* **Instrução escrita a**
Reescreva as linhas de dados entre a que contém "Could you point at the temporary" e a que contém "Target: tree trunk", inclusive, trocando "Target" por "Goal" e deixando todo o resto igual.

════════

Perda da iniciativa quanto ao ensino: não são definidas pelas universidades públicas as grades curriculares, o sistema de créditos, a distinção das disciplinas em obrigatórias e optativas, a duração semestral e não anual das disciplinas, a forma de recuperação dos estudantes não aprovados em disciplinas etc. Além disso, as universidades enfrentam a massificação, que decorre: a) do aumento de vagas sem aumento do corpo docente, transformando os cursos em caricaturas do que já se passa nos cursinhos pré-vestibulares; b) da baixa qualidade do ensino médio, tanto nas escolas públicas quanto nas particulares (estas últimas se diferenciam das primeiras porque oferecem computadores, laboratórios, salas de cinema, vídeo e teatro, salas de lazer, quadras esportivas, como se os meios definissem a qualidade dos fins), cujos programas, material didático, formas de avaliação deixam a desejar; além do preparo precário dos docentes, vindos em sua maioria de licenciaturas curtas ou de cursos de pedagogia em faculdades privadas, salarialmente escorchados, submetidos a violências físicas e psíquicas (como nas periferias de São Paulo e do Rio de Janeiro).

Perda da iniciativa quanto à extensão: a extensão universitária passa, cada vez mais, a ser compreendida como prestação de serviços remunerados oferecidos ao mercado e como fonte de recursos suplementares de manutenção para a instituição e de subsídio para a remuneração insatisfatória de docentes e funcionários (cursos de línguas, cursos de curta duração, seminários, estruturas de assessoria etc.).

════════

* **Instrução escrita b**
Reproduza do trecho sobre as universidades públicas a passagem entre "Perda da iniciativa quanto à" e "de assessoria etc.).", inclusive.

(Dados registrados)
════════

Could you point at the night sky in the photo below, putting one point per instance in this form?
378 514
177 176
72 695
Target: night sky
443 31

════════

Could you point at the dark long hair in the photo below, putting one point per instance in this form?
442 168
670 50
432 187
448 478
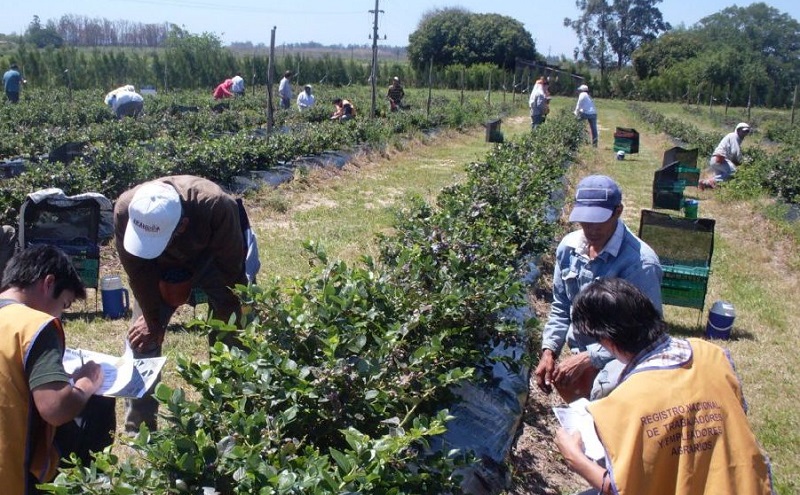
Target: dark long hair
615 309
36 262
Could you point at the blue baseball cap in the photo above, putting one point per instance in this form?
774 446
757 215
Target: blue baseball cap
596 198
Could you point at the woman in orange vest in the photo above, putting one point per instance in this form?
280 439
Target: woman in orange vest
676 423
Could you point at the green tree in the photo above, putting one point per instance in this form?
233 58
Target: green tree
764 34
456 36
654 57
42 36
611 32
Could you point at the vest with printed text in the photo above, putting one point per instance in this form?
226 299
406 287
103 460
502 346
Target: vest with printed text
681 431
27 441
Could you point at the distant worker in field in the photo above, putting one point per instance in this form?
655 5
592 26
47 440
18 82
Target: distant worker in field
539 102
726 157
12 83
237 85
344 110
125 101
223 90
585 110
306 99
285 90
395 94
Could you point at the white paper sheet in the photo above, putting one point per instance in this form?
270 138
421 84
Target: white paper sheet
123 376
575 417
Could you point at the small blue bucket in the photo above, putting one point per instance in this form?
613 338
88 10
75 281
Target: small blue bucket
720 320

════════

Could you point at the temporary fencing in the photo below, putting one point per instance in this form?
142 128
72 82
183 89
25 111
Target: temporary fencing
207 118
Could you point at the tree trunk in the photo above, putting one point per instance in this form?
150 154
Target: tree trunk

════════

* **Resposta da tarefa a**
Could you point at the temporary fencing in the photo below, putting one point per instance in this form?
142 128
72 82
183 89
25 111
Goal: temporary fencing
207 118
Could you point at the tree trunk in the photo above, putting one point per instance in this form?
150 154
Goal: tree trunk

* **Resposta da tarefa b**
Perda da iniciativa quanto à extensão: a extensão universitária passa, cada vez mais, a ser compreendida como prestação de serviços remunerados oferecidos ao mercado e como fonte de recursos suplementares de manutenção para a instituição e de subsídio para a remuneração insatisfatória de docentes e funcionários (cursos de línguas, cursos de curta duração, seminários, estruturas de assessoria etc.).